Looking at the entries below, state how many lines contain the word "integer". Give the number alone.

- _DATA EXCERPTS_:
--- --- ---

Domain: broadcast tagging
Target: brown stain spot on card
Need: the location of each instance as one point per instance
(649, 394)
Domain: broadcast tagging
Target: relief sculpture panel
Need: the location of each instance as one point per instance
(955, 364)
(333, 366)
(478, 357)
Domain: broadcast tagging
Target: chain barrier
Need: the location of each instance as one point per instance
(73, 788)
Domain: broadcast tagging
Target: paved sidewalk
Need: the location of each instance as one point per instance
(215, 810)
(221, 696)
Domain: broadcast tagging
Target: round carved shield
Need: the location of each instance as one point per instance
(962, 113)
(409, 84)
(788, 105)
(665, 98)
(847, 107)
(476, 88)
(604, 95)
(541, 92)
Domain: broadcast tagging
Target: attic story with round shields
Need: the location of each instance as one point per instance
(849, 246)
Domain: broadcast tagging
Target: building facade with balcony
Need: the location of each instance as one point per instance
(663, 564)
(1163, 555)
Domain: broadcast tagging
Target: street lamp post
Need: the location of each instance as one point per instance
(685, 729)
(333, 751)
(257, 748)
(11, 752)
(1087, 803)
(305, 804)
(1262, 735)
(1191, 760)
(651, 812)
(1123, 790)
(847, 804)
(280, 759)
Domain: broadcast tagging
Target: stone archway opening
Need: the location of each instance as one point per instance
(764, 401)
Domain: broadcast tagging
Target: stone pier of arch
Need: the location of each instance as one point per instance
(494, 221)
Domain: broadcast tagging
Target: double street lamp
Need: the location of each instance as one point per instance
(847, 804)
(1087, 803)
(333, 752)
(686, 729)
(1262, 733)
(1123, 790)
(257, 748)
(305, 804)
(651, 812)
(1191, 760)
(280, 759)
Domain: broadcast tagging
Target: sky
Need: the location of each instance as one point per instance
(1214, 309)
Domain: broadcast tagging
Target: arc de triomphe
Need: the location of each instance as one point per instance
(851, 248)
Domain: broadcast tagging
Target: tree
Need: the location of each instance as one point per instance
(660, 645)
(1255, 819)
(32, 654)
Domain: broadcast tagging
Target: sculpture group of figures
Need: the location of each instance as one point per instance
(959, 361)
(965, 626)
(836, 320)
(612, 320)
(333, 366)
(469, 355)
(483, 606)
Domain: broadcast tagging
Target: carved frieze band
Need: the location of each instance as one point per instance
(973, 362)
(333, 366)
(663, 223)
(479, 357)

--- --- ---

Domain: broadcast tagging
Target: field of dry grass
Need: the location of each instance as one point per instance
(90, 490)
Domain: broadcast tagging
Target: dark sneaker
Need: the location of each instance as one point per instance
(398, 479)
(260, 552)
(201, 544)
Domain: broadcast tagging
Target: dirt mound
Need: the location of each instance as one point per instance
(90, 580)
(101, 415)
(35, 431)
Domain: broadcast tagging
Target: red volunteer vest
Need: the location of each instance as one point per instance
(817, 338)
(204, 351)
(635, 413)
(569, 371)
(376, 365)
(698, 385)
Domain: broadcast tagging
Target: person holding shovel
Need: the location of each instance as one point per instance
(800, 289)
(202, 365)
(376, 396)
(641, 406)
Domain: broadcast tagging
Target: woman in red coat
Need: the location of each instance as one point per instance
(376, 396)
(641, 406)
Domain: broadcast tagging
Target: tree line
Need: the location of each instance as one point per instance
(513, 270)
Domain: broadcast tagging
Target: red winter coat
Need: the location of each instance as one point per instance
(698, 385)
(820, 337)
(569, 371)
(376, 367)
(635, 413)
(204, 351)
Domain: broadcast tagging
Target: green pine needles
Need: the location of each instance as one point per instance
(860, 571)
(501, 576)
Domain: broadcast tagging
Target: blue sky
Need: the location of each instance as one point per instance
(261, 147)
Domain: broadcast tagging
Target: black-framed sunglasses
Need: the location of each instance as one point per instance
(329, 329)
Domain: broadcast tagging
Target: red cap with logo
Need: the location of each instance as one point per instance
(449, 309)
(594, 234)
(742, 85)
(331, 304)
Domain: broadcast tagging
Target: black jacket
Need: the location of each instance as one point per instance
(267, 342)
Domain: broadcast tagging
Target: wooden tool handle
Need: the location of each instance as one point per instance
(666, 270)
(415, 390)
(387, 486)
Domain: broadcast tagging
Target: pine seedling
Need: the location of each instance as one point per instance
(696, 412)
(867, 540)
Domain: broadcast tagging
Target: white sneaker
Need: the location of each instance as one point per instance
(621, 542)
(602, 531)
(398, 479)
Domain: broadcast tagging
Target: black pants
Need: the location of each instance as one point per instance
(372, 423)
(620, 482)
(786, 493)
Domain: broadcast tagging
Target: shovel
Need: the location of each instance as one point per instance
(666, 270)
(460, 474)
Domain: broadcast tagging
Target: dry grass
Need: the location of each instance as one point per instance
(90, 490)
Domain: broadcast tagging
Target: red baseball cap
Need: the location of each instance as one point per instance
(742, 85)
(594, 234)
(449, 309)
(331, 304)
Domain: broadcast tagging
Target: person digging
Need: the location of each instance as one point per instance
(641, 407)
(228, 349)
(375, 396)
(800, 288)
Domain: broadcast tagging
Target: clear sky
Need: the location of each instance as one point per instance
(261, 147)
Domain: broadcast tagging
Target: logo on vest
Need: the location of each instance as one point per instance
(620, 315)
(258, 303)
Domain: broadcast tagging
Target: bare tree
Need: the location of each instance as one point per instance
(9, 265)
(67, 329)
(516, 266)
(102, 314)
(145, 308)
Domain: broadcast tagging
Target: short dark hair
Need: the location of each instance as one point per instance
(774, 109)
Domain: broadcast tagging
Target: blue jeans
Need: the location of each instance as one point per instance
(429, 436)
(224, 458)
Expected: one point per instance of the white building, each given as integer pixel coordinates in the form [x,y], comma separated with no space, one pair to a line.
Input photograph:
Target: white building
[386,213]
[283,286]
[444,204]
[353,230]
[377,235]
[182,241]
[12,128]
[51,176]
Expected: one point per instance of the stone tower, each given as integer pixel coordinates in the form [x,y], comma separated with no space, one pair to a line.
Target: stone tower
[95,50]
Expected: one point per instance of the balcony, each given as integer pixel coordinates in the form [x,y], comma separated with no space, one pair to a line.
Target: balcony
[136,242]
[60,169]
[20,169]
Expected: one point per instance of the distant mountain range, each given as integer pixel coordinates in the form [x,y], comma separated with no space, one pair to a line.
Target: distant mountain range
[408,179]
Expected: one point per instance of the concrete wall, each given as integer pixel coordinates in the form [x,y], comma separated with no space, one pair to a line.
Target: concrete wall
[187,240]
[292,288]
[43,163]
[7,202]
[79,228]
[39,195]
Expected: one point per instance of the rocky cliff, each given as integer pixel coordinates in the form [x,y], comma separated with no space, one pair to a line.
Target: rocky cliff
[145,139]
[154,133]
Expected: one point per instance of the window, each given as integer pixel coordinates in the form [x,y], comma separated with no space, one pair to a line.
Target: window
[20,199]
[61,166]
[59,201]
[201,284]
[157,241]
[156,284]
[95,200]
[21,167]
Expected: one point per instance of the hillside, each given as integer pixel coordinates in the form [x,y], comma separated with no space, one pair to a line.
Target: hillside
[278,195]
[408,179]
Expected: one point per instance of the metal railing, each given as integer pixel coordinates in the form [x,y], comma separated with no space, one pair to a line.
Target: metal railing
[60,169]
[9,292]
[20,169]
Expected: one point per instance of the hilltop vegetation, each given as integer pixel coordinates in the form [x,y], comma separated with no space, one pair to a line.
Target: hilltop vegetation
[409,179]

--- --- ---

- _SOLUTION TO THE EXERCISE_:
10